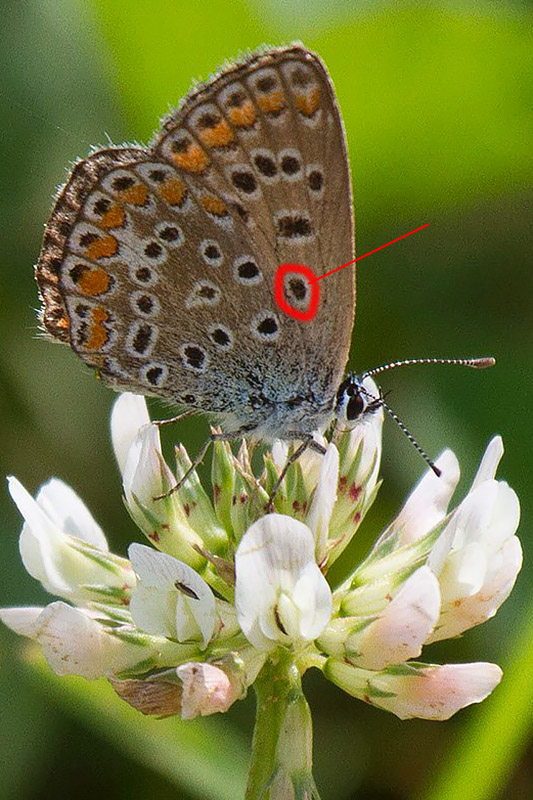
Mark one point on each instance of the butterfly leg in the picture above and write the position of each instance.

_ _ _ _ _ _ _

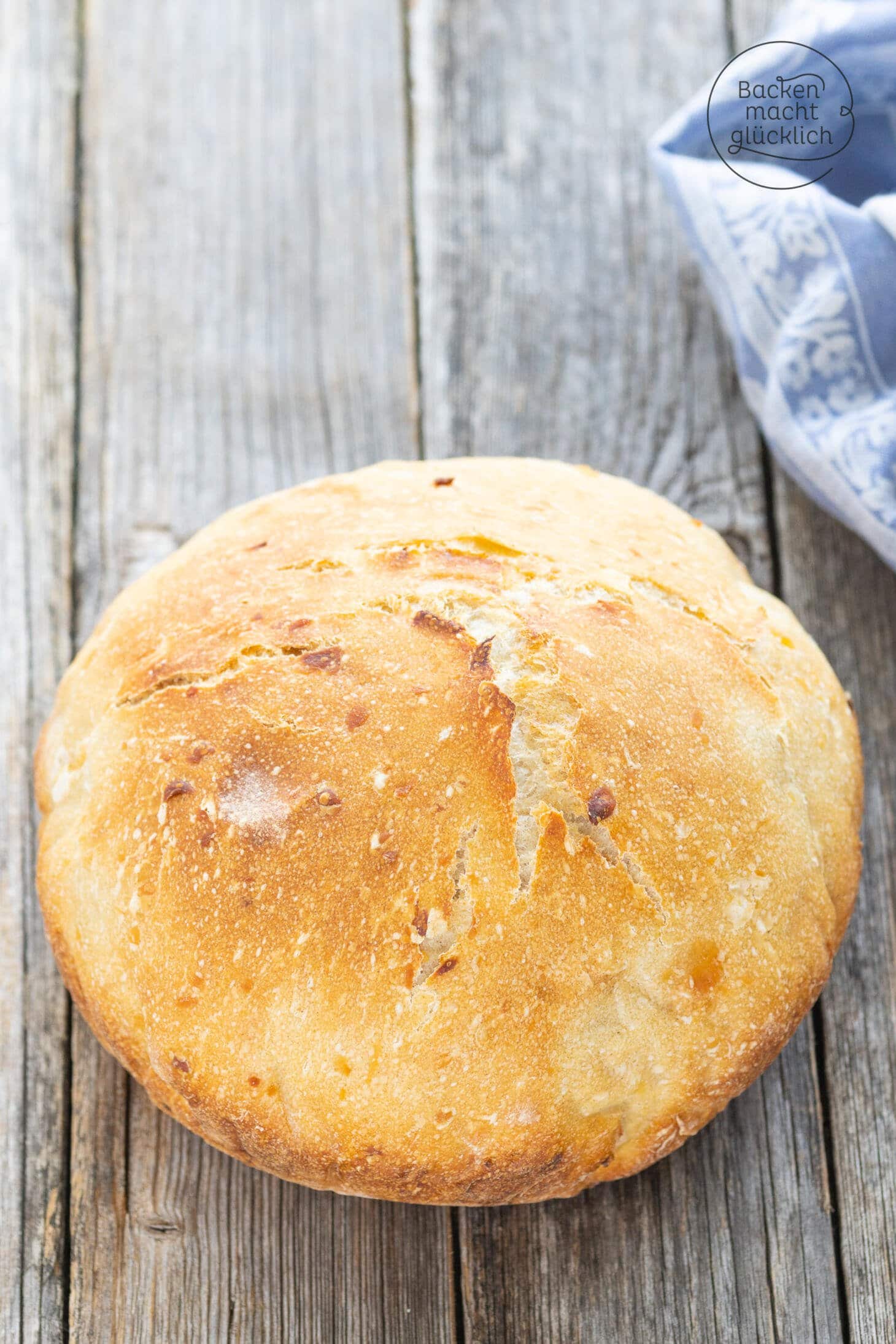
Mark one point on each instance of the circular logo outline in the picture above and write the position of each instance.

_ _ _ _ _ _ _

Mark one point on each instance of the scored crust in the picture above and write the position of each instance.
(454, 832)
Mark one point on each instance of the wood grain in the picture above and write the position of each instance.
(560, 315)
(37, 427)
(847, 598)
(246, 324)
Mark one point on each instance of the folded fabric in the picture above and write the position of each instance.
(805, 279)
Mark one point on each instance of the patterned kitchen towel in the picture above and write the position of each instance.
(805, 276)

_ _ _ _ _ _ _

EXERCISE —
Copy out every line in the records above that contains the string "each". Case counts.

TASK RESPONSE —
Mark one point on each instance of the butterfly leg in the picture above and write the position of each instance.
Mark one point on each instance of the circular logo outline in the picture above and write the position of each instance.
Mark one point on each instance of the scored crust in the picture above and write the position of each instance.
Mark one point on each instance of the wood grain in the picture above and write the position of each instance.
Mark one point on each instance of the folded fabric in the picture above and write the position of each instance.
Mark one point on each instance of the patterned kitchen towel in the picture above and write the position of each instance.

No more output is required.